> _SOURCE EXTRACT_:
※ ※ ※
Virulence as death outcome. 3D graphic comparison of three inocula and 5 temperatures for the fungi used. (A) The C. neoformans var. grubii curve shows that the ViRaDO increased as a function of inoculum and temperature. (B) C. amylolentus had a bimodal pattern. At 25°C and 28°C, C. amylolentus was highly pathogenic for G. mellonella larvae but only at the highest inoculum, 5 × 10⁶ CFU/larva. At 30°C and 32°C, the virulence decreased for the three different tested inocula. At 35°C there is an increase in larval mortality in the three inoculation groups. (C) C. podzolicus CBS 6490 showed an increased virulence as a function of the temperature up to 30°C, and at 32°C, the fungus virulence decreased, followed by an increase at 35°C. (D) C. podzolicus CBS 9357 manifested its greatest virulence at 28°C. (E) Noninjected (NI) and PBS-injected larva controls.

Virulence in the non-heat-tolerant cryptococci was dependent of the number of inoculated organisms and the experimental temperature. C. amylolentus was the most virulent for G. mellonella larvae, manifesting a bimodal pattern. At 25°C and 28°C, C. amylolentus was highly pathogenic for G. mellonella larvae, but only at the highest inoculum, 5 × 10⁶ CFU/larva (Fig. 3B; Table 2). At 30°C and 32°C, the virulence decreased. At 35°C, there was an increase in larval mortality in the three inoculation groups (Fig. 3B; Table 2). At 25°C, the killing curves of C. neoformans var. grubii and C. amylolentus were not statistically different for 5 × 10⁶ CFU/larva (Fig. 4).

FIG 4 .

G. mellonella survival after infection with cryptococcal spp. Larvae were infected with 5 × 10⁶ CFU of C. neoformans var. grubii (H99) (top) or C. amylolentus (bottom). Survival experiments were performed at a range of temperatures from 25 to 35°C. The killing curve at 25°C showed no statistical difference (P = 0.8507) for larvae infected with C. neoformans var. grubii or C. amylolentus.

In the case of C. podzolicus, we observed that its capability to kill larvae was strain dependent, showing peaks of virulence at 28°C and 35°C (Fig. 3C and D; Table 2). The overall virulence of C. podzolicus was low compared to that of the other cryptococci. At 25°C larval mortality was no higher than in the controls. The slight increase in larval mortality infected with C. podzolicus at 35°C can be partially attributed to a basal increase in mortality in untreated larvae and PBS-injected larvae (Fig. 3E). The results suggested that heat stress contributed to increased host susceptibility for infection. To rule out the possibility that larval deaths were caused by the large amount of yeast inoculated into the hemocoel, we tested the effect of injecting heat-killed yeast on larva survival for all strains and found no evidence of reduced survival even when 5 × 10⁶ yeast cells/larva were given (data not shown).
※ ※ ※
> _Point localization records_:
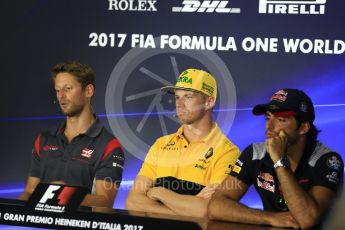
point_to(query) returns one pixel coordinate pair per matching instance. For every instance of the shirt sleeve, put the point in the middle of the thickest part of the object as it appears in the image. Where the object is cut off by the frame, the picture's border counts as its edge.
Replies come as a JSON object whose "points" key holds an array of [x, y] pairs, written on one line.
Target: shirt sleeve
{"points": [[112, 163], [36, 158], [244, 166], [149, 167], [224, 164], [329, 172]]}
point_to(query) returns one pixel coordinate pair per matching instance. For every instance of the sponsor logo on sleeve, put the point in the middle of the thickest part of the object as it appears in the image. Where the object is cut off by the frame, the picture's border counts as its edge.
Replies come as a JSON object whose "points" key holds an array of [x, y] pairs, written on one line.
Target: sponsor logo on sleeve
{"points": [[87, 152], [333, 177], [334, 163]]}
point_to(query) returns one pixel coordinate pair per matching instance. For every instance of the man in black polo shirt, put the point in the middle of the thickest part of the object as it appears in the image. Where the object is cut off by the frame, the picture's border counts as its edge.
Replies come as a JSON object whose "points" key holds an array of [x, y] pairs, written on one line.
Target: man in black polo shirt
{"points": [[296, 176], [80, 151]]}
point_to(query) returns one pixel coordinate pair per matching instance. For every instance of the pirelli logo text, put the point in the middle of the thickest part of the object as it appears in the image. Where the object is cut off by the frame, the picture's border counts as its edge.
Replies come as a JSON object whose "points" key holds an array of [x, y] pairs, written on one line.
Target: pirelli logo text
{"points": [[292, 7], [191, 6]]}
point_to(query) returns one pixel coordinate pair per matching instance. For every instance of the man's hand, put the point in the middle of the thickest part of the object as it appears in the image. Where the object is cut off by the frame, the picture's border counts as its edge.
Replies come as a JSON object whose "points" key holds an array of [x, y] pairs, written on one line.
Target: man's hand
{"points": [[276, 146], [283, 219], [208, 191], [153, 193]]}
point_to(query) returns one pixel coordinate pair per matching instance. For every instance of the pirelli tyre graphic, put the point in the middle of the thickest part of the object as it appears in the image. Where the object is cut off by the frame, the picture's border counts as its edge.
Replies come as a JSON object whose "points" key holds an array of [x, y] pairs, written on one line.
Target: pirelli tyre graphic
{"points": [[138, 112]]}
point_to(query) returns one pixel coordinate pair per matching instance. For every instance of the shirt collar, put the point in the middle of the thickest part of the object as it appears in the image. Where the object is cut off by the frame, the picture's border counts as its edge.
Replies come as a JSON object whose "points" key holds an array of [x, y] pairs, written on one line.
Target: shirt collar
{"points": [[211, 135], [93, 131]]}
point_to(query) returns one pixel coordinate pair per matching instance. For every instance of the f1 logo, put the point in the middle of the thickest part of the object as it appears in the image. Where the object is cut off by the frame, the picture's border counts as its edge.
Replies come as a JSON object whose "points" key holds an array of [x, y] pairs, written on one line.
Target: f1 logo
{"points": [[50, 193]]}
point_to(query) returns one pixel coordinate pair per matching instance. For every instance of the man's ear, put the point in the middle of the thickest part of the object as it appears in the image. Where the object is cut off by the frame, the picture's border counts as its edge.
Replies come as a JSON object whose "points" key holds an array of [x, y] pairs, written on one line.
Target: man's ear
{"points": [[89, 90], [209, 103], [304, 127]]}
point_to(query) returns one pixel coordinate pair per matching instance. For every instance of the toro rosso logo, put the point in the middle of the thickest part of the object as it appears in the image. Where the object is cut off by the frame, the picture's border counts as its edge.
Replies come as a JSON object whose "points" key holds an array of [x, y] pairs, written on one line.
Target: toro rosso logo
{"points": [[281, 96], [87, 152], [50, 147]]}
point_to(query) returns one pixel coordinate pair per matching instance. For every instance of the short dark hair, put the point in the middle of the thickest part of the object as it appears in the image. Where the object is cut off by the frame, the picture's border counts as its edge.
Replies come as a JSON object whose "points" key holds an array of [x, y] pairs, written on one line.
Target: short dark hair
{"points": [[83, 73], [311, 134]]}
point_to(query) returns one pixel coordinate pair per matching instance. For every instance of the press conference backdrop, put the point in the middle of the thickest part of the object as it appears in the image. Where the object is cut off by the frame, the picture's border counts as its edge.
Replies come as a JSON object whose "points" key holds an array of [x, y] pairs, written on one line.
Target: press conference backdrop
{"points": [[137, 46]]}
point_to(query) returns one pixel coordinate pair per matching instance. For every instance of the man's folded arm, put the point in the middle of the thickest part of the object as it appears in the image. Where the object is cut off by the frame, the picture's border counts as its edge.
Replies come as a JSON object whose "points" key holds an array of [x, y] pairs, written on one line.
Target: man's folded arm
{"points": [[225, 205], [186, 205], [137, 199]]}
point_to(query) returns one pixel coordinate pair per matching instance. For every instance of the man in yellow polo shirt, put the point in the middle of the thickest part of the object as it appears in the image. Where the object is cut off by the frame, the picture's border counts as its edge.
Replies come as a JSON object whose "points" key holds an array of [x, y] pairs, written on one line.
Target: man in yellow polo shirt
{"points": [[182, 170]]}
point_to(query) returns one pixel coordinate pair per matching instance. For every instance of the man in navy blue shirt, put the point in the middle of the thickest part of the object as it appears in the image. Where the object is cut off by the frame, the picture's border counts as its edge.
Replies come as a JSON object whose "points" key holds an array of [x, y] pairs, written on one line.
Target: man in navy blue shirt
{"points": [[80, 151], [296, 176]]}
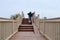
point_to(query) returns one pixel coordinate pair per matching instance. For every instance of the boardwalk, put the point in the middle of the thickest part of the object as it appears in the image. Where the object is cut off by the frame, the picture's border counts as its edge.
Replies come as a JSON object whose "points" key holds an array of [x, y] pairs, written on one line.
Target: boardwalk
{"points": [[28, 35]]}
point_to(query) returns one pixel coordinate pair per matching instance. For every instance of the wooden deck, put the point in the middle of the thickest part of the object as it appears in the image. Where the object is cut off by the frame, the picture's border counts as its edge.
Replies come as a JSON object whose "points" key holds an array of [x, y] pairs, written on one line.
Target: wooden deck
{"points": [[28, 35]]}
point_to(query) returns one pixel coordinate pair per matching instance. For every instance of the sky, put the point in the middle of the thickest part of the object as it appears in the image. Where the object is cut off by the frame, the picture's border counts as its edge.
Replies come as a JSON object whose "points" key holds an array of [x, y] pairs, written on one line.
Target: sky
{"points": [[45, 8]]}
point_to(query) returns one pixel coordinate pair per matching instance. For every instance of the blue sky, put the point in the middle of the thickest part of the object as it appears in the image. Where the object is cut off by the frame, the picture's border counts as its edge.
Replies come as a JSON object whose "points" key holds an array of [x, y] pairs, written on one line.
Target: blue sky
{"points": [[47, 8]]}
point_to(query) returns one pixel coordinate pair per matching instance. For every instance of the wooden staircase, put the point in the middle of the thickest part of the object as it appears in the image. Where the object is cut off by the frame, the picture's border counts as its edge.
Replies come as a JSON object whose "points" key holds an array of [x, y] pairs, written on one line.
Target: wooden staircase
{"points": [[26, 26]]}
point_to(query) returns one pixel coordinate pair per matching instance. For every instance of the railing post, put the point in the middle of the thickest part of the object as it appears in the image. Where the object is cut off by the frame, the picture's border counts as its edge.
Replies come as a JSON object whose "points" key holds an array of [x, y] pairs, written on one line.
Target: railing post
※ ※ ※
> _TASK INSTRUCTIONS_:
**a)** According to the excerpt on cryptococcal virulence, at what temperature did C. podzolicus CBS 9357 show its greatest virulence?
**b)** Transcribe the part of the excerpt on cryptococcal virulence starting at "G. mellonella survival after" and ending at "grubii or C. amylolentus.".
**c)** Write the next part of the excerpt on cryptococcal virulence, picking up after its last sentence.
The records are separate from the excerpt and have nothing to do with it.

> _TASK-BY-TASK RESULTS_:
**a)** 28°C

**b)**
G. mellonella survival after infection with cryptococcal spp. Larvae were infected with 5 × 10⁶ CFU of C. neoformans var. grubii (H99) (top) or C. amylolentus (bottom). Survival experiments were performed at a range of temperatures from 25 to 35°C. The killing curve at 25°C showed no statistical difference (P = 0.8507) for larvae infected with C. neoformans var. grubii or C. amylolentus.

**c)**
Virulence displays a deterministic behavior.

G. mellonella larvae are a well-validated metazoan host model to study C. neoformans infection (30). In the present study, we used this model to analyze whether virulence followed a predictable or a nonpredictable pattern. For this analysis, we infected the larvae as described above and followed the survival of 240 individuals at 12-h intervals, in a time series over ca. 100 concatenated days. To determine the dynamic temporal behavior of our virulence model, we calculated the autocorrelation, R_MM(t), and the rate of accumulated events (deaths), Ac(t), of the concatenated time series (18, 33). We found that under the tested conditions, virulence followed a predictable pattern, suggesting that virulence may be a deterministic process explained by the periodic pattern of both the autocorrelation function, R_MM(t), and the accumulated events, Ac(t) (Fig. 5). Our analysis showed no indication of chaos.

FIG 5 .

Virulence has a predictable periodicity. (A) The autocorrelation function plot, R_MM(t), shows a periodic pattern over time (red dots). (B) The accumulated-events function, Ac(t), also shows a periodic shape (red dots) and runs parallel to the identity equation (y = x; red line), demonstrating its predictability. These results suggest the deterministic and predictable nature of virulence in our host-pathogen model.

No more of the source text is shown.